> SHORT EXERCISE:
Write the next part of the pop lyric generator notebook, picking up right after its final line.

# Pop Lyric Generator

Text Generation is a type of Language Modelling problem.

Language Modelling is the core problem for a number of Natural Language Processing tasks such as speech to text, conversational system, and text summarization, etc.

Text Generation is a task which can be be architectured using deep learning models, particularly Recurrent Neural Networks.

In this project, we will experiment to generate new pop lyrics based on [this Dataset](https://www.kaggle.com/neisse/scrapped-lyrics-from-6-genres).

# Import Libraries

We have to import the libraries we're going to use, the most relevant are:

- **Pandas** in order to manipulate and analyze the data
- **Matplotlib** to visualize the data in graphics
- **Wordcloud** to help us when we are going to generate the next word of a sentence
- **Tensorflow & Keras** will help us in the process of machine learning and keras for deep learning.


In [2]:
import pandas as pd
import numpy as np
import seaborn as sns
import matplotlib.pyplot as plt
from wordcloud import WordCloud, STOPWORDS, ImageColorGenerator
import string, os 
import tensorflow as tf

# keras module for building LSTM 
from keras.preprocessing.sequence import pad_sequences
from tensorflow.keras.layers import Embedding, Dropout, LSTM, Dense, Bidirectional 
from keras.preprocessing.text import Tokenizer
from keras.callbacks import EarlyStopping
from keras.models import Sequential

# Loading the Dataset
Once the Data was precleaned, it's going to be imported to the cloud. As it's mentioned in the documentation, it's on .csv because is easier to manipulate the data using Pandas library.


In [4]:
# Import csv file
df = pd.read_csv(os.path.abspath(('/input/pop-lyrics/Pop.csv')))

AttributeError: module 'os' has no attribute 'abspath'

In [None]:
# Print first 10 rows to confirm is the right dataset
df.head()

# Data Cleaning

In this step the dataset is going to be cleaned using Pandas library to remove the columns that are not going to be used and keep only the unique column called "Lyrics".

![Example of the first cleaning process](https://miro.medium.com/max/2560/1*cDBVd9wlvjAxKi0hpdQkAg.png)

In [None]:
# Drop all the columns except Lyrics
df.drop(['Artist','Songs','Popularity','Genre','Genres','Idiom','ALink','SName','SLink'],axis=1,inplace=True)
df.drop(df.columns[df.columns.str.contains('unnamed',case = False)],axis = 1, inplace = True)

In [None]:
# Print first 10 rows to confirm the drops were made correctly
df.head()

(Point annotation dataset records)
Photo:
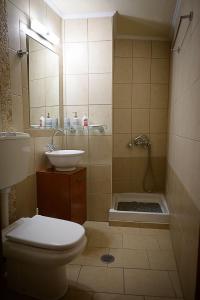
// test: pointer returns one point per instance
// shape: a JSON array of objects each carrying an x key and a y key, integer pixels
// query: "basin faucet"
[{"x": 52, "y": 146}]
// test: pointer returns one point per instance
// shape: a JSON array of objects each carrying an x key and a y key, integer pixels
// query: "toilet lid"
[{"x": 49, "y": 233}]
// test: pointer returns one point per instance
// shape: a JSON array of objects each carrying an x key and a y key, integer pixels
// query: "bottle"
[
  {"x": 75, "y": 122},
  {"x": 42, "y": 121},
  {"x": 48, "y": 121},
  {"x": 85, "y": 121}
]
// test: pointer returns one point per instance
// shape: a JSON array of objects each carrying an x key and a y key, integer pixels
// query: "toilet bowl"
[{"x": 37, "y": 250}]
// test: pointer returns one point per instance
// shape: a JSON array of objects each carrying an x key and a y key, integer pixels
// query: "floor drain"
[{"x": 107, "y": 258}]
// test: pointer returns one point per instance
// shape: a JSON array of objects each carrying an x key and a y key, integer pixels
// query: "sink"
[{"x": 65, "y": 160}]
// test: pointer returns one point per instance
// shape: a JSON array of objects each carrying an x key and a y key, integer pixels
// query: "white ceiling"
[{"x": 155, "y": 10}]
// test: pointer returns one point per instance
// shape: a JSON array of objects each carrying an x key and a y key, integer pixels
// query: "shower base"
[{"x": 149, "y": 210}]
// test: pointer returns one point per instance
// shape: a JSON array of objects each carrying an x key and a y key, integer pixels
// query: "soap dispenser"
[{"x": 75, "y": 121}]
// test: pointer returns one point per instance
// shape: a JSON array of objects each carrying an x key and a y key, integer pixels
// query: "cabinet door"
[
  {"x": 78, "y": 197},
  {"x": 53, "y": 195}
]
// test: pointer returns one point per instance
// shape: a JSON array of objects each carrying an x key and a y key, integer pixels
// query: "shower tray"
[{"x": 144, "y": 208}]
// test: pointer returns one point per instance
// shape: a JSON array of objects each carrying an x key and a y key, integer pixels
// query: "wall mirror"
[{"x": 43, "y": 72}]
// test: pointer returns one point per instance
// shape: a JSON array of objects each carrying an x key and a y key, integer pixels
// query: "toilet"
[{"x": 37, "y": 251}]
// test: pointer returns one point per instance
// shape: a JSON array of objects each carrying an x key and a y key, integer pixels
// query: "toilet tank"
[{"x": 15, "y": 153}]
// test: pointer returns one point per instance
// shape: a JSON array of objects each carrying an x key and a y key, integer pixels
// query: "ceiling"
[{"x": 151, "y": 10}]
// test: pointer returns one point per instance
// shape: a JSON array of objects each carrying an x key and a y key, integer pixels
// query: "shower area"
[{"x": 140, "y": 113}]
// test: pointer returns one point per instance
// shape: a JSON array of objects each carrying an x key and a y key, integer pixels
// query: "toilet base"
[{"x": 40, "y": 282}]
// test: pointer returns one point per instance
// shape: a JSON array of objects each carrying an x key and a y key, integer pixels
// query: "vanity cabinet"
[{"x": 62, "y": 194}]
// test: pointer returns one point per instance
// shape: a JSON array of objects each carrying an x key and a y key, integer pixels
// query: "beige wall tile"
[
  {"x": 160, "y": 49},
  {"x": 51, "y": 63},
  {"x": 101, "y": 114},
  {"x": 75, "y": 30},
  {"x": 122, "y": 95},
  {"x": 76, "y": 90},
  {"x": 100, "y": 88},
  {"x": 13, "y": 26},
  {"x": 158, "y": 120},
  {"x": 37, "y": 92},
  {"x": 123, "y": 48},
  {"x": 36, "y": 113},
  {"x": 98, "y": 205},
  {"x": 17, "y": 115},
  {"x": 100, "y": 57},
  {"x": 148, "y": 282},
  {"x": 159, "y": 95},
  {"x": 158, "y": 144},
  {"x": 141, "y": 96},
  {"x": 120, "y": 145},
  {"x": 79, "y": 142},
  {"x": 100, "y": 29},
  {"x": 99, "y": 179},
  {"x": 141, "y": 48},
  {"x": 76, "y": 58},
  {"x": 160, "y": 71},
  {"x": 141, "y": 70},
  {"x": 53, "y": 22},
  {"x": 100, "y": 149},
  {"x": 38, "y": 10},
  {"x": 52, "y": 91},
  {"x": 122, "y": 120},
  {"x": 122, "y": 70},
  {"x": 140, "y": 120},
  {"x": 37, "y": 64}
]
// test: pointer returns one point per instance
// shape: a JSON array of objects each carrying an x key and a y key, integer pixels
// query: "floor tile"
[
  {"x": 105, "y": 239},
  {"x": 91, "y": 257},
  {"x": 104, "y": 296},
  {"x": 72, "y": 272},
  {"x": 128, "y": 258},
  {"x": 131, "y": 241},
  {"x": 161, "y": 260},
  {"x": 176, "y": 283},
  {"x": 148, "y": 282},
  {"x": 102, "y": 279},
  {"x": 159, "y": 298},
  {"x": 75, "y": 294}
]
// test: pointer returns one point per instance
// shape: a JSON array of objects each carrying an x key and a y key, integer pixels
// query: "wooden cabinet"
[{"x": 62, "y": 194}]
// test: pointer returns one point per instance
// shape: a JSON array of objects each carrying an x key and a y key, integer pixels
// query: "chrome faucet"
[{"x": 52, "y": 146}]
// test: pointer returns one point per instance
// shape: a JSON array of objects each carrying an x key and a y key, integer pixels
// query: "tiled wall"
[
  {"x": 21, "y": 11},
  {"x": 140, "y": 106},
  {"x": 88, "y": 91},
  {"x": 183, "y": 187}
]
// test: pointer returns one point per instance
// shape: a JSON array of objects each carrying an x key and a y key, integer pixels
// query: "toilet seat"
[{"x": 47, "y": 233}]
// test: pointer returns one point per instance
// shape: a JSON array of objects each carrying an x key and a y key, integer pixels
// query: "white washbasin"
[{"x": 65, "y": 160}]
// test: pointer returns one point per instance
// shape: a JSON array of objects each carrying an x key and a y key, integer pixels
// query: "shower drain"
[{"x": 107, "y": 258}]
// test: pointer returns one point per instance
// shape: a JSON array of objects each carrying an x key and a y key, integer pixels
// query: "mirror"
[{"x": 43, "y": 70}]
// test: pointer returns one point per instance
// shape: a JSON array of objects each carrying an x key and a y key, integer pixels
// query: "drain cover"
[{"x": 107, "y": 258}]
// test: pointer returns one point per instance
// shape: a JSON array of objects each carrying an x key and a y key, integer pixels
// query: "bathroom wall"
[
  {"x": 140, "y": 106},
  {"x": 88, "y": 91},
  {"x": 183, "y": 159},
  {"x": 15, "y": 111}
]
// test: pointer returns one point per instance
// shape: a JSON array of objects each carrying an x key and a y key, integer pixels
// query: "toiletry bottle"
[
  {"x": 85, "y": 121},
  {"x": 42, "y": 121},
  {"x": 76, "y": 122},
  {"x": 48, "y": 121}
]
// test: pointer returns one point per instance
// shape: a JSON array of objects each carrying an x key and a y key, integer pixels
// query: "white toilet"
[{"x": 37, "y": 249}]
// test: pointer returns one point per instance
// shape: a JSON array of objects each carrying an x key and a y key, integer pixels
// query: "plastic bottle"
[
  {"x": 48, "y": 121},
  {"x": 42, "y": 121}
]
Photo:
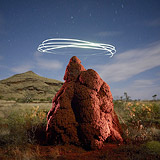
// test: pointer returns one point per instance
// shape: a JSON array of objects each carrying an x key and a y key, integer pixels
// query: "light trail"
[{"x": 50, "y": 45}]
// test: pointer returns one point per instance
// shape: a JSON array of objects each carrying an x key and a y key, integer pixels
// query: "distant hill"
[{"x": 28, "y": 86}]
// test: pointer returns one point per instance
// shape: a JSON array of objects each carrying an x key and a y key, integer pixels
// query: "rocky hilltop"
[
  {"x": 83, "y": 112},
  {"x": 28, "y": 86}
]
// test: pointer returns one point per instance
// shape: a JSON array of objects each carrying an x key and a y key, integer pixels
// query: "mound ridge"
[{"x": 28, "y": 85}]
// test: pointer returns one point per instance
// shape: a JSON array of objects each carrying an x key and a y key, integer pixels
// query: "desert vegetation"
[{"x": 22, "y": 132}]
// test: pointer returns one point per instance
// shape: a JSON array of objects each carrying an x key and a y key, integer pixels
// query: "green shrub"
[{"x": 24, "y": 126}]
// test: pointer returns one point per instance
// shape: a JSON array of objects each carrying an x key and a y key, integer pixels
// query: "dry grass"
[{"x": 21, "y": 123}]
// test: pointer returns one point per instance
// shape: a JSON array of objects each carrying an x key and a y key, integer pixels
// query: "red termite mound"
[{"x": 82, "y": 111}]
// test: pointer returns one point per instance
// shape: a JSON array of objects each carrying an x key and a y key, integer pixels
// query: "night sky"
[{"x": 132, "y": 26}]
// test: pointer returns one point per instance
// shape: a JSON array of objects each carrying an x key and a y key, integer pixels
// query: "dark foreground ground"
[{"x": 69, "y": 152}]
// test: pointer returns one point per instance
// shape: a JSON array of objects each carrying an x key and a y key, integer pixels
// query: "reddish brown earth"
[{"x": 82, "y": 111}]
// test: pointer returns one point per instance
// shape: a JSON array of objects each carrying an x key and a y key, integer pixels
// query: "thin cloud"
[
  {"x": 108, "y": 33},
  {"x": 154, "y": 23},
  {"x": 49, "y": 64},
  {"x": 22, "y": 68},
  {"x": 1, "y": 57},
  {"x": 131, "y": 63}
]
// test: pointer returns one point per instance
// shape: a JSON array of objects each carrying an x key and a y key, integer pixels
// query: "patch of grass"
[
  {"x": 23, "y": 125},
  {"x": 140, "y": 120}
]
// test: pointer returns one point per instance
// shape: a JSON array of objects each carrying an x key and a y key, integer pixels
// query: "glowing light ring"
[{"x": 50, "y": 45}]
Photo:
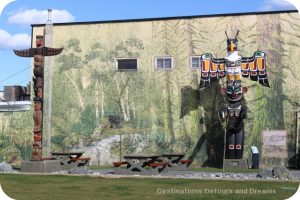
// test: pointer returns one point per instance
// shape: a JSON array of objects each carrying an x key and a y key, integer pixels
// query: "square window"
[
  {"x": 195, "y": 62},
  {"x": 164, "y": 63},
  {"x": 126, "y": 64}
]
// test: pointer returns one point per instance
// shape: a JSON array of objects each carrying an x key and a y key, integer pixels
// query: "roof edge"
[{"x": 168, "y": 18}]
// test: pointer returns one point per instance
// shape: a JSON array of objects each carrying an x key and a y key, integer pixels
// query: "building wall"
[{"x": 157, "y": 114}]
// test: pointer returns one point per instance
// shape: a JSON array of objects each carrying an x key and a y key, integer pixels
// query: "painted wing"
[
  {"x": 25, "y": 52},
  {"x": 255, "y": 68},
  {"x": 211, "y": 69}
]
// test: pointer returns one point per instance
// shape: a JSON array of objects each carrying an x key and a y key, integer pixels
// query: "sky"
[{"x": 17, "y": 16}]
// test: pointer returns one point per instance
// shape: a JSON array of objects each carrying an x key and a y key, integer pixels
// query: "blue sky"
[{"x": 17, "y": 16}]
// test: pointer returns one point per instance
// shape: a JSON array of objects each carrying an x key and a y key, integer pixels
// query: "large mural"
[{"x": 161, "y": 111}]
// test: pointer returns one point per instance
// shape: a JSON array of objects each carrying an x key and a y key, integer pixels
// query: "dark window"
[
  {"x": 164, "y": 63},
  {"x": 126, "y": 64},
  {"x": 195, "y": 62}
]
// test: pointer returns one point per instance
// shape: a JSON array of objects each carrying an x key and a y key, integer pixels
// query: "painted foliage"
[{"x": 162, "y": 111}]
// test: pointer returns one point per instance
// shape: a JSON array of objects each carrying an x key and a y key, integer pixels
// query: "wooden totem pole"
[
  {"x": 234, "y": 67},
  {"x": 38, "y": 54}
]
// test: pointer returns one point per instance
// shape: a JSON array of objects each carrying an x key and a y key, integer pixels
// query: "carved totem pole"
[
  {"x": 38, "y": 54},
  {"x": 234, "y": 67}
]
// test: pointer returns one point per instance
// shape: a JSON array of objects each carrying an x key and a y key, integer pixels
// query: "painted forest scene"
[{"x": 157, "y": 111}]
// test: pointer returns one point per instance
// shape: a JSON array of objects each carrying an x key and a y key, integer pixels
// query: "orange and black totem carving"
[
  {"x": 38, "y": 54},
  {"x": 234, "y": 67}
]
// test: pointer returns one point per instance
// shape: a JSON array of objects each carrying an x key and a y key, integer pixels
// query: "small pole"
[
  {"x": 223, "y": 170},
  {"x": 120, "y": 147},
  {"x": 297, "y": 137},
  {"x": 49, "y": 16}
]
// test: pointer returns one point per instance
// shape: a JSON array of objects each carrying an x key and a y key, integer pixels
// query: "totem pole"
[
  {"x": 234, "y": 67},
  {"x": 38, "y": 54}
]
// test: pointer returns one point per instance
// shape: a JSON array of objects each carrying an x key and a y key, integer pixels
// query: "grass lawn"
[{"x": 45, "y": 187}]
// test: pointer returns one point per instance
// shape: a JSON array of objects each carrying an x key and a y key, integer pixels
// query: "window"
[
  {"x": 195, "y": 62},
  {"x": 126, "y": 64},
  {"x": 165, "y": 63}
]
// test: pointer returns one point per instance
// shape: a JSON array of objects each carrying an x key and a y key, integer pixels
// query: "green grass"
[{"x": 45, "y": 187}]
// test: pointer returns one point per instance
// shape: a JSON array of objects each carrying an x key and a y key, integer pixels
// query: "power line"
[{"x": 19, "y": 72}]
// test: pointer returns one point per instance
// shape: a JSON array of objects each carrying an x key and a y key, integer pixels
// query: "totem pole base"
[
  {"x": 236, "y": 164},
  {"x": 44, "y": 166}
]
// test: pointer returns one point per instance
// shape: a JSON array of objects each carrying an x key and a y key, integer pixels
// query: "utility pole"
[{"x": 297, "y": 138}]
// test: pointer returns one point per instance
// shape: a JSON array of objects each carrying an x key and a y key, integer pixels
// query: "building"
[{"x": 146, "y": 72}]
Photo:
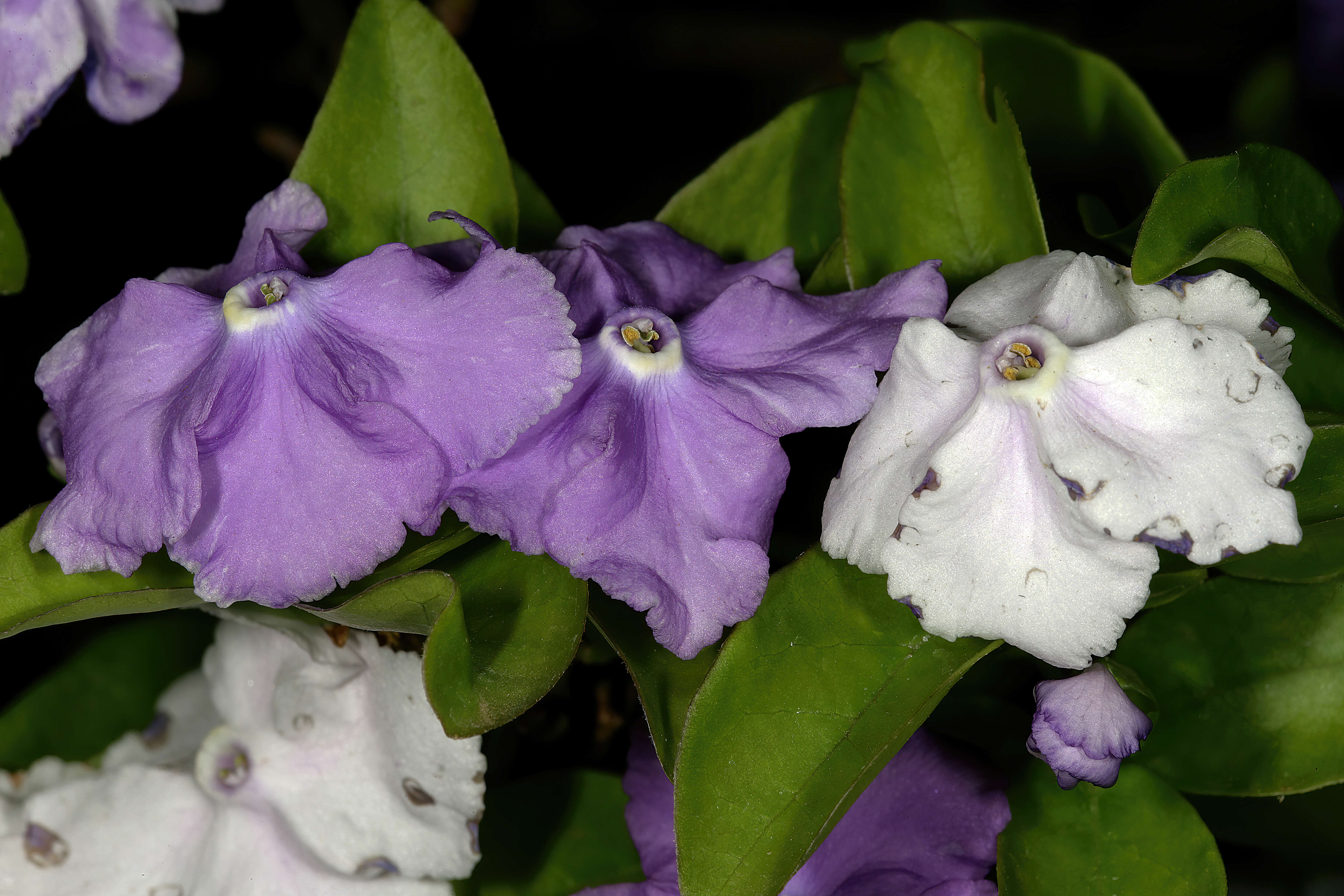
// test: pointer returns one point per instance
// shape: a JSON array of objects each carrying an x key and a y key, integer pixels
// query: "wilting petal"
[
  {"x": 930, "y": 385},
  {"x": 116, "y": 383},
  {"x": 343, "y": 746},
  {"x": 656, "y": 267},
  {"x": 1179, "y": 436},
  {"x": 1087, "y": 299},
  {"x": 135, "y": 62},
  {"x": 42, "y": 45},
  {"x": 277, "y": 226},
  {"x": 928, "y": 824},
  {"x": 1085, "y": 726},
  {"x": 994, "y": 547}
]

> EXERCISE RESPONSE:
# Shaping the Dataset
Since kaggle does not have enough memory (16gb RAM), disk usage (73 GB) and GPU (13GB) to process the entire dataset, we will have to limit our model from 28441 to 700 lyrics. Kaggle give It's worth mentioning that this same test was performed locally and took approximately 100 hours to perform.

In [None]:
# Dataframe shape to show how many columns and rows the dataframe have
df.shape

In [None]:
# Take first 700 rows
df = df[:700]

In [None]:
df.head()

In [None]:
# Dataframe shape to show how many columns and rows the dataframe have after last cell 
df.shape

Now, to get Statistical information, the next cell is going to calculate the number of words per row, this is going to help us to determine the Frequency Distribution of number of words for each text extracted

In [None]:
df['Number_of_words'] = df['Lyric'].apply(lambda x:len(str(x).split()))
df.head()

# Statistical information

In [None]:
df['Number_of_words'].describe()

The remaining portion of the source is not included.